- **Task directions**: Return all of the material exactly; no line may be dropped.

++++

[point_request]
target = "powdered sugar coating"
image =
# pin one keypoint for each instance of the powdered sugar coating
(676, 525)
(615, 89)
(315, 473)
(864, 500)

++++

- **Exercise answer**:
[point_request]
target = "powdered sugar coating"
image =
# pin one keypoint for each instance of the powdered sugar coating
(676, 525)
(615, 89)
(315, 473)
(864, 500)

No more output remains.